--- INSTRUCTIONS TO FOLLOW ---
Copy the entries below word for word, and leave out the pictures.

[Position annotation entries]
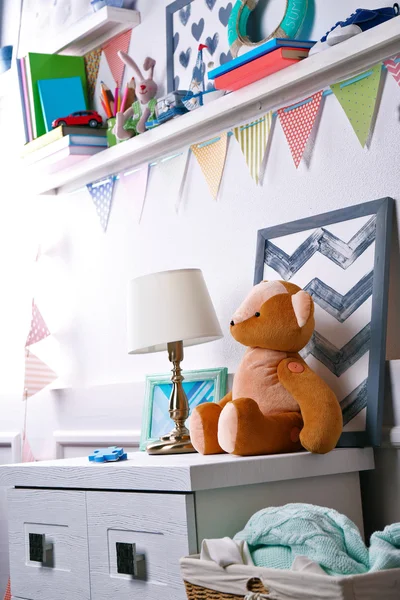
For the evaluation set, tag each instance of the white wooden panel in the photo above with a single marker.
(74, 444)
(61, 516)
(10, 452)
(163, 529)
(185, 472)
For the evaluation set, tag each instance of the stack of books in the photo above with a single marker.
(263, 60)
(64, 146)
(54, 86)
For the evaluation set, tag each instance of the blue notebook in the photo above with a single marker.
(60, 98)
(258, 51)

--- ANSWER BELOW ---
For the evaluation set, tag each instance of the white wooden panel in the photo above with a single marker.
(74, 444)
(61, 516)
(10, 452)
(163, 529)
(185, 472)
For the evaluation set, tag each instance of the stack of books in the photo above with a single marker.
(263, 60)
(64, 146)
(54, 86)
For the evaluation set, tag each instance of the blue notebook in the photo above with a single marker.
(60, 98)
(258, 51)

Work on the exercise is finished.